──────── DOCUMENT SECTION
Criticism of Cryptocurrency

Since market prices for cryptocurrencies are based on supply and demand, the rate at which a cryptocurrency can be exchanged for another currency can fluctuate widely, since the design of many cryptocurrencies ensures a high degree of scarcity.

Bitcoin has experienced some rapid surges and collapses in value, climbing as high as $17,738 per Bitcoin in Dec. 2017 before dropping to $7,575 in the following months. Cryptocurrencies are thus considered by some economists to be a short-lived fad or speculative bubble.

There is concern that cryptocurrencies like Bitcoin are not rooted in any material goods. Some research, however, has identified that the cost of producing a Bitcoin, which requires an increasingly large amount of energy, is directly related to its market price.

Cryptocurrency blockchains are highly secure, but other aspects of a cryptocurrency ecosystem, including exchanges and wallets, are not immune to the threat of hacking. In Bitcoin’s 10-year history, several online exchanges have been the subject of hacking and theft, sometimes with millions of dollars’ worth of “coins” stolen.
────────────────
──────── DATA TO EXAMINE
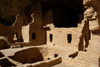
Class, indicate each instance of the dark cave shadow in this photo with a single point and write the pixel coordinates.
(5, 63)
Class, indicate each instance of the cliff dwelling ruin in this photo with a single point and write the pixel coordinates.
(49, 33)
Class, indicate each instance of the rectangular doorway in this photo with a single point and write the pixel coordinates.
(51, 37)
(69, 38)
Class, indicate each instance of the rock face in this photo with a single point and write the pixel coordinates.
(28, 56)
(4, 43)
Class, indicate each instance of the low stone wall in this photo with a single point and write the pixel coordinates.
(47, 63)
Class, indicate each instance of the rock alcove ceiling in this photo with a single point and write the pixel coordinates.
(67, 11)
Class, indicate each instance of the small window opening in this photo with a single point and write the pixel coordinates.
(55, 55)
(24, 21)
(15, 36)
(69, 38)
(51, 37)
(33, 35)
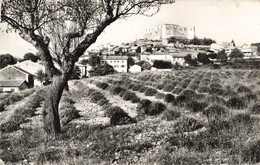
────────────────
◆ **INSTRUCTIONS FOR THE TASK**: List every number written in digits in the cryptocurrency criticism text. Work only from the text on cryptocurrency criticism.

◆ **THE ANSWER**: $17,738; 2017; $7,575; 10